Start Dataset extract

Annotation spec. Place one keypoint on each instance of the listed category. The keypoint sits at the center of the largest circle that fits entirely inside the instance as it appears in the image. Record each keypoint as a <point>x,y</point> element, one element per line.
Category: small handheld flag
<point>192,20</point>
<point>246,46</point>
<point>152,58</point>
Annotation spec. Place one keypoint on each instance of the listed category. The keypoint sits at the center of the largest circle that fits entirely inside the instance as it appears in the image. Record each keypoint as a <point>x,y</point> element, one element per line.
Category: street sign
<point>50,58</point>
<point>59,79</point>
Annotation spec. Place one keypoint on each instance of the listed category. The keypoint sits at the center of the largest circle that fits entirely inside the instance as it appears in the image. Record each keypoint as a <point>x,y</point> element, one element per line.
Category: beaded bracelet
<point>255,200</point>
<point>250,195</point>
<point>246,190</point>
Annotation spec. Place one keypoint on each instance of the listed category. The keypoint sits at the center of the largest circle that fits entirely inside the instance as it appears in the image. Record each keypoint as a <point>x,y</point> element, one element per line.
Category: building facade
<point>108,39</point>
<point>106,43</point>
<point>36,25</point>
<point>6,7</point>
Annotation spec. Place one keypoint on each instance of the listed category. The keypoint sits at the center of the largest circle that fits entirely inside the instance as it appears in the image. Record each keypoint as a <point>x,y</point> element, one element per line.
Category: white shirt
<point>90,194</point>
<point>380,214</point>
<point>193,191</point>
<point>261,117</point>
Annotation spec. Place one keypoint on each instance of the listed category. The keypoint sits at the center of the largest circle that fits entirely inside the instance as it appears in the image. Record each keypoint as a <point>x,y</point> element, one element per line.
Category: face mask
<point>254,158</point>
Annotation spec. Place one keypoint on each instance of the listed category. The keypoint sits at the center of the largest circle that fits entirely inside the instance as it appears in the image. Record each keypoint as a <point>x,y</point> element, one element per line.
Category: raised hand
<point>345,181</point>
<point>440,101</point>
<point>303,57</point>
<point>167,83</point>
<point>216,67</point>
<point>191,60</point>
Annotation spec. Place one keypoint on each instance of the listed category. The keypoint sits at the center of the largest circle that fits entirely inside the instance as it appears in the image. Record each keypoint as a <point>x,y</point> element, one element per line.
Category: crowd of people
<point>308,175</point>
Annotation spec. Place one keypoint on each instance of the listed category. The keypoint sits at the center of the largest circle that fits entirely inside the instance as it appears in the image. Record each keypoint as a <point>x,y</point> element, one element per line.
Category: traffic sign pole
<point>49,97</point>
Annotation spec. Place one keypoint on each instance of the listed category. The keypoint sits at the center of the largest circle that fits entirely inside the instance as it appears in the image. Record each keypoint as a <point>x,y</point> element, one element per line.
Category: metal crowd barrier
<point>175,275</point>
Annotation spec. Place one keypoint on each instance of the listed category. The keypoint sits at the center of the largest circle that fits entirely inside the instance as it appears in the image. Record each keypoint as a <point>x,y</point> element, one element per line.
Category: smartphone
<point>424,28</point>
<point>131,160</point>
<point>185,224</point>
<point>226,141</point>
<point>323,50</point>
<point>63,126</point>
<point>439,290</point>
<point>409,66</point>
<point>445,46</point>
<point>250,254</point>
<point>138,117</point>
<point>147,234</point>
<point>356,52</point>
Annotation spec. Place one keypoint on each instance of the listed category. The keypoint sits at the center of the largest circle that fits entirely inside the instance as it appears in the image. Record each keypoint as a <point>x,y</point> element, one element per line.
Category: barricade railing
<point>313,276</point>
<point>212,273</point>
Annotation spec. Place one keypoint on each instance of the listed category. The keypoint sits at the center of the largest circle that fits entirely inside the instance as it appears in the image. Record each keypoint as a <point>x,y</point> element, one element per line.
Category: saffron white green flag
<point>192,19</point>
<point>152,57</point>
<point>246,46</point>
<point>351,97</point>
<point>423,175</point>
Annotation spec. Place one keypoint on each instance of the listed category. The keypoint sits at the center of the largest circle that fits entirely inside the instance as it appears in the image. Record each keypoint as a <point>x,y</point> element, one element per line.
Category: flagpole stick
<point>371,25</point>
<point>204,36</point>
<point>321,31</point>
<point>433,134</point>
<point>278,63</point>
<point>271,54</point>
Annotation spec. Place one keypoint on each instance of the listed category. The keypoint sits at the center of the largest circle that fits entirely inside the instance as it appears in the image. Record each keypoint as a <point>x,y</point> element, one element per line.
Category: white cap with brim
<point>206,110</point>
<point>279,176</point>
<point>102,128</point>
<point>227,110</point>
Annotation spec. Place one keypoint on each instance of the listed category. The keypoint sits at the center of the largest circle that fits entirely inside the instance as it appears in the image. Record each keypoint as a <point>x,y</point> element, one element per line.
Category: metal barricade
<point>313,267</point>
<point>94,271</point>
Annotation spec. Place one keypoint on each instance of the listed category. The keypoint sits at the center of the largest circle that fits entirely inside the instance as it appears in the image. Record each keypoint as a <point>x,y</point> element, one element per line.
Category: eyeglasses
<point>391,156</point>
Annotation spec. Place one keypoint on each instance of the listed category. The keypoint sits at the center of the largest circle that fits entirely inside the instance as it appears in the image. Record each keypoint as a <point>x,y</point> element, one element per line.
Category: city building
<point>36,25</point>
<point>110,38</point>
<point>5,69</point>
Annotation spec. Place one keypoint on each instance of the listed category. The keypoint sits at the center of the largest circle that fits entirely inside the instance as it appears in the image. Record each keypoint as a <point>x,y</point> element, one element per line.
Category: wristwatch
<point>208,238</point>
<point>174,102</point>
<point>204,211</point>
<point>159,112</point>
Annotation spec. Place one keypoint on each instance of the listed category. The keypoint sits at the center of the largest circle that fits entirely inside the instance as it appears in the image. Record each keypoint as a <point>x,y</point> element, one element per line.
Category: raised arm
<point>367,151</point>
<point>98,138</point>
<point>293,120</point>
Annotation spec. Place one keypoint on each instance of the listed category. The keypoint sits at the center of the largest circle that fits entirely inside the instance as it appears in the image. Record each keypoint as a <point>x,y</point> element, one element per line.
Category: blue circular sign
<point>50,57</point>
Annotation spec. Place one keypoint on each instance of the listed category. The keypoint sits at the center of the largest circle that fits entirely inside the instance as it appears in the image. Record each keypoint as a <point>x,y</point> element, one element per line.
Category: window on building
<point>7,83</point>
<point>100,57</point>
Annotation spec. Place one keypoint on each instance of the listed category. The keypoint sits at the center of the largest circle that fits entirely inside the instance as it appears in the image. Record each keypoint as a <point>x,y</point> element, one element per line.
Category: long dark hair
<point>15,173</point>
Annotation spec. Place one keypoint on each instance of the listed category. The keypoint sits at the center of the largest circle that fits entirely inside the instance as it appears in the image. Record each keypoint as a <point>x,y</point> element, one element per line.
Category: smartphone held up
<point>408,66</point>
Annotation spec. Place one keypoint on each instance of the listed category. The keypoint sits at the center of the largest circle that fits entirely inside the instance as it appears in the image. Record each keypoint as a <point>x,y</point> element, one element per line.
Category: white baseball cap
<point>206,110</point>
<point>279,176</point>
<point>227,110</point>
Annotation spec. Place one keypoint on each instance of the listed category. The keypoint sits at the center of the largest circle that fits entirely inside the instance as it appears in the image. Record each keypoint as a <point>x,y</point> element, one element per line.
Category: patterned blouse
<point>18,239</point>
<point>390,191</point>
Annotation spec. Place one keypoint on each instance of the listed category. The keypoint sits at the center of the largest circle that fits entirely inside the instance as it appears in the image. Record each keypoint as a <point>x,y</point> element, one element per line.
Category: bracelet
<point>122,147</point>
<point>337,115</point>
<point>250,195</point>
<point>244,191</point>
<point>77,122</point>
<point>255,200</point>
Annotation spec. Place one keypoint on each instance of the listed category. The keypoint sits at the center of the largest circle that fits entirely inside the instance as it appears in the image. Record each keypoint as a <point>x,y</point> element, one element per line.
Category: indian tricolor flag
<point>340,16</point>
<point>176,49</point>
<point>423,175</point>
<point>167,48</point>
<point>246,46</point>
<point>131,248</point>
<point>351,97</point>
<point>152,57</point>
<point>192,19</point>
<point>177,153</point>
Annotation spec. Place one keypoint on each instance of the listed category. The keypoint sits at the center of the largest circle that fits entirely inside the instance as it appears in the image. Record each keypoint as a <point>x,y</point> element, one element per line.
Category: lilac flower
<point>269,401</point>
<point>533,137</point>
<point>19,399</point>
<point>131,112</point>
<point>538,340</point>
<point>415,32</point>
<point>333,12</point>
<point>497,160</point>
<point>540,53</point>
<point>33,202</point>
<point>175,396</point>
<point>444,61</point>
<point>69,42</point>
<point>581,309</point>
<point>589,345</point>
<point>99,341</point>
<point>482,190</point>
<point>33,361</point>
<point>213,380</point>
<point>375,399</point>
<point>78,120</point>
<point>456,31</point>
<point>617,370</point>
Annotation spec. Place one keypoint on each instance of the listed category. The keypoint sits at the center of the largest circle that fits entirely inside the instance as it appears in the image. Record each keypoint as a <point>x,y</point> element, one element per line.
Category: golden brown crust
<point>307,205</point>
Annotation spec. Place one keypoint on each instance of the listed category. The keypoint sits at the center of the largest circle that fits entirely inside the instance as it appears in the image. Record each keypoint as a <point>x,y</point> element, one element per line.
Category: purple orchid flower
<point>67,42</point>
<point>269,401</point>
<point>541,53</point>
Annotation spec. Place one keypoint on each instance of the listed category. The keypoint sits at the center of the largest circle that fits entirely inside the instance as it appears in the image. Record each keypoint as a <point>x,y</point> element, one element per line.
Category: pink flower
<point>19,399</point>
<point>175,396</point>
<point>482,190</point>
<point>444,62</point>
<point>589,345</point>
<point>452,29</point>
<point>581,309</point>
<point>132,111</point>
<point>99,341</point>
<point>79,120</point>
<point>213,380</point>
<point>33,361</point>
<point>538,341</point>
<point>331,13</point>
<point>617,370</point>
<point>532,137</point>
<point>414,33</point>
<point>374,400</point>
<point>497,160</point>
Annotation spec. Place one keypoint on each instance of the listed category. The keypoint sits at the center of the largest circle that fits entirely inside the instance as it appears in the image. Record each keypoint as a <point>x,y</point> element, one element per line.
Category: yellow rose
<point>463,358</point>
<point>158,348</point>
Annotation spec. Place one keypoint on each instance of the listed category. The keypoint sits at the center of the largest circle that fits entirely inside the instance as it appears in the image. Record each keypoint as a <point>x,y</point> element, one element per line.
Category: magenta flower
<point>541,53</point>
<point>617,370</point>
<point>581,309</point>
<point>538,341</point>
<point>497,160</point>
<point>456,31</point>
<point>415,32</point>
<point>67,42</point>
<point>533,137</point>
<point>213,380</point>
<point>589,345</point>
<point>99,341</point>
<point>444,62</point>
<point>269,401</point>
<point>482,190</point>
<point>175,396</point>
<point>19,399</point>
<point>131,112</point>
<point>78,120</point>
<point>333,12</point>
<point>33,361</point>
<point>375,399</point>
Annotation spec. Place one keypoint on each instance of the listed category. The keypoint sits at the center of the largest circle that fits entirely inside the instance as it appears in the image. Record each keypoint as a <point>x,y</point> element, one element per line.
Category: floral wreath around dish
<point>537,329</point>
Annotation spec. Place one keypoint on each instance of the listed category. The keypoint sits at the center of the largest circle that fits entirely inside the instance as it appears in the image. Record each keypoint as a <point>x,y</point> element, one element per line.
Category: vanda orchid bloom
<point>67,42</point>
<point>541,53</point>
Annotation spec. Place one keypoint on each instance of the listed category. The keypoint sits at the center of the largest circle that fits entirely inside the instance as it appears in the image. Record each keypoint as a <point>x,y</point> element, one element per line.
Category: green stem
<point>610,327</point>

End Dataset extract

[Set problem] Rewrite the lines above as a numbered list, omitting blank lines, from the first line of the records up to and including the line with "<point>6,7</point>".

[Output for this exercise]
1. Annotation spec. Place one keypoint on each instance of the listed category. The keypoint sits at the center of the largest circle that fits entirely inside the instance as it appears in the image. Record each keypoint as a <point>x,y</point> element, one element per line.
2. Category: small handheld flag
3. <point>192,20</point>
4. <point>246,46</point>
5. <point>152,58</point>
6. Annotation spec. Place one keypoint on each instance of the listed category. The keypoint sits at the center of the largest circle that fits entirely inside the instance as it appears in the image. Record each keypoint as a <point>x,y</point> element, one element per line.
7. Category: street sign
8. <point>50,58</point>
9. <point>59,79</point>
10. Annotation spec. Place one keypoint on each instance of the listed category. The keypoint sits at the center of the largest circle that fits entirely inside the instance as it appears in the image. Record each keypoint as a <point>x,y</point> element, one element per line.
11. Category: beaded bracelet
12. <point>255,200</point>
13. <point>250,195</point>
14. <point>246,190</point>
15. Annotation spec. Place one keypoint on each instance of the listed category. The keypoint sits at the center of the largest circle that fits entirely inside the instance as it appears in the image. Record each keypoint as a <point>x,y</point> element, one element per line.
16. Category: building facade
17. <point>108,39</point>
18. <point>106,43</point>
19. <point>36,25</point>
20. <point>6,7</point>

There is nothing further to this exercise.